What you have to do: Find the string "task" in the listing and report every line that has it.

[Start of Attachment]

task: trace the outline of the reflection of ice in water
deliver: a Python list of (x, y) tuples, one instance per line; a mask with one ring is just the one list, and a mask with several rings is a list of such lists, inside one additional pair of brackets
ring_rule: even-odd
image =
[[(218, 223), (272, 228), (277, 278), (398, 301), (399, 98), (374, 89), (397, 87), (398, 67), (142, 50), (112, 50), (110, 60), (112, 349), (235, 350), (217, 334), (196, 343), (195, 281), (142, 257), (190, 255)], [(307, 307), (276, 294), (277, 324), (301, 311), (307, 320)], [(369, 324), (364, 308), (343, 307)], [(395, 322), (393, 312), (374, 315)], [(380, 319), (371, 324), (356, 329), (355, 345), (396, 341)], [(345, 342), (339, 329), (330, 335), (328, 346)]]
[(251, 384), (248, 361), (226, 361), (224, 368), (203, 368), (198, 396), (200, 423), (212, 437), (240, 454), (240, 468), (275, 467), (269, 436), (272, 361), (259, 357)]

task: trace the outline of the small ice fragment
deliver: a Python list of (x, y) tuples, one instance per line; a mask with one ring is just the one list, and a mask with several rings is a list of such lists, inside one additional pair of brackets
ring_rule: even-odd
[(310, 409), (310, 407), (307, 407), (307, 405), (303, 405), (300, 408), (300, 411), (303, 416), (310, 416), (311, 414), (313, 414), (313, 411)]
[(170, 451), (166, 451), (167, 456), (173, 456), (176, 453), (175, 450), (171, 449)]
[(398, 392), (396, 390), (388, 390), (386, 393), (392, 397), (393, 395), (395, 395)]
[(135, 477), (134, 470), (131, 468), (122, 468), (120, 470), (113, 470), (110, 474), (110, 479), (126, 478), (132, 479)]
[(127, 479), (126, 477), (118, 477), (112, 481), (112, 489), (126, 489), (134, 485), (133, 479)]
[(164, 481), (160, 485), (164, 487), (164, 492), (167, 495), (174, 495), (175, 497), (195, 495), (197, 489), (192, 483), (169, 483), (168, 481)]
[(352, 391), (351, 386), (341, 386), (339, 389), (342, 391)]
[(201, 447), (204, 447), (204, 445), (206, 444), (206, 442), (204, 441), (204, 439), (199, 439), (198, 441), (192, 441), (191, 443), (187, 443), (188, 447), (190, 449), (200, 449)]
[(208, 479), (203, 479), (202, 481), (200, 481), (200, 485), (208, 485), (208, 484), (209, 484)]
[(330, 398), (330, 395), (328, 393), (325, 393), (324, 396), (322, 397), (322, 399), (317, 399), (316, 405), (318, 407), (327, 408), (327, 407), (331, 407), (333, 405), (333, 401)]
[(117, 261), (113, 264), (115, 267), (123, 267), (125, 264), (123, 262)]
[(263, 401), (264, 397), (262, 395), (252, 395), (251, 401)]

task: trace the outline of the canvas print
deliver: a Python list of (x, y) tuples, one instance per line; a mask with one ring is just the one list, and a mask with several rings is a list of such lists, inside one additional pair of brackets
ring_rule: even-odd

[End of Attachment]

Result for this exercise:
task: trace the outline of the reflection of ice in water
task: trace the outline of the small ice fragment
task: trace the outline of the canvas print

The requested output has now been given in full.